**TO DO:** Starting at the row that contains "Where in the photo above can the mustache" and continuing through the last row, rewrite those rows with "bald head" changed to "shaved head" and everything else left as it is.

**DATA SUPPLIED:**

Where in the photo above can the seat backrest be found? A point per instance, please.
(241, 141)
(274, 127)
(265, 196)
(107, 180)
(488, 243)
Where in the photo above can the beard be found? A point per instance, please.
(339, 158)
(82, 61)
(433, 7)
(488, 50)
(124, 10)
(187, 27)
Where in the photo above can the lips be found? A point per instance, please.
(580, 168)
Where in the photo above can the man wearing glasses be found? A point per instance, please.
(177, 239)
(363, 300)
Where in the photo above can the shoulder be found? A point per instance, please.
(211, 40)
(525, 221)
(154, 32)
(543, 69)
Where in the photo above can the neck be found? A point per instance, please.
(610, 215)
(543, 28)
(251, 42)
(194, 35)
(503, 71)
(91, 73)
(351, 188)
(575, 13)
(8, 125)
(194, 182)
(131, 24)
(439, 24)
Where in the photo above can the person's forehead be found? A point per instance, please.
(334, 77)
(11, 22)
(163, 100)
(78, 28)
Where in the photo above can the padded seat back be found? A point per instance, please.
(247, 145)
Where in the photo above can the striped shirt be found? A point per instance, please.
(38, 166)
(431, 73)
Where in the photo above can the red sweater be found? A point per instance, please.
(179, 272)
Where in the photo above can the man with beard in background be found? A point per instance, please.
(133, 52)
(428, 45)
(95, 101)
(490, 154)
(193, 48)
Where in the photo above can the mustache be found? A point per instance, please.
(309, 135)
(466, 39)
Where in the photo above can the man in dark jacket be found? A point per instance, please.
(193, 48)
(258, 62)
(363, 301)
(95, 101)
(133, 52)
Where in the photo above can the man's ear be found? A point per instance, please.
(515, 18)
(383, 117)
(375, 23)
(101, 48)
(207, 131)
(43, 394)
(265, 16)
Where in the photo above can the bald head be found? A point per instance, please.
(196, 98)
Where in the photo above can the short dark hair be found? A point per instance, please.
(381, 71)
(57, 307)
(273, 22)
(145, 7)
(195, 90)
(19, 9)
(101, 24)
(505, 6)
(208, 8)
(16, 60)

**ANSWER:**
Where in the photo above can the mustache be found? A point per instance, please.
(309, 135)
(466, 39)
Where in the photo above can the man in dark jacket be found? A point per instance, please.
(193, 48)
(258, 62)
(363, 301)
(95, 101)
(133, 52)
Where in the photo above can the man's ear be found? A point per instance, please.
(515, 18)
(383, 117)
(375, 23)
(101, 48)
(207, 131)
(43, 394)
(265, 16)
Where in the photo above can the shaved head be found? A point per instance, please.
(196, 98)
Where in the photo above can the short dark hair be found? A point per instance, please.
(381, 71)
(57, 307)
(273, 22)
(145, 7)
(195, 90)
(19, 9)
(101, 24)
(505, 6)
(208, 8)
(16, 60)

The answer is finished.